Work required |
Make an exact copy of the records that follow, with each picture omitted.

[Point localization data]
• • • • • • •

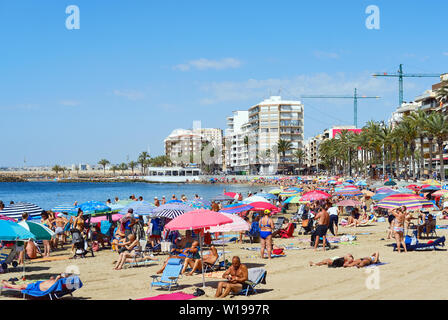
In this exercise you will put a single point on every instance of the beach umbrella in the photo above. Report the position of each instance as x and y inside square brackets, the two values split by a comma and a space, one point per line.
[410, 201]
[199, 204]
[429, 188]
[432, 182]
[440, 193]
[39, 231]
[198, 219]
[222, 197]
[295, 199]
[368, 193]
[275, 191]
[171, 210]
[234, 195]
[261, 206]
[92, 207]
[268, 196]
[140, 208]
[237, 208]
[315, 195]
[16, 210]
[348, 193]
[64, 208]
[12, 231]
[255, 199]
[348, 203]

• • • • • • •

Solution to the problem |
In this exercise you will put a single point on every instance of the beach umbrella in the photo above. Report the position of each instance as x and y inside square brackets, the two values split by a comma and a space, one point per line.
[410, 201]
[199, 204]
[429, 188]
[432, 182]
[440, 193]
[39, 231]
[198, 219]
[222, 197]
[295, 199]
[368, 193]
[275, 191]
[171, 210]
[234, 195]
[261, 206]
[92, 207]
[268, 196]
[140, 208]
[237, 208]
[315, 195]
[16, 210]
[348, 193]
[64, 208]
[12, 231]
[255, 199]
[348, 203]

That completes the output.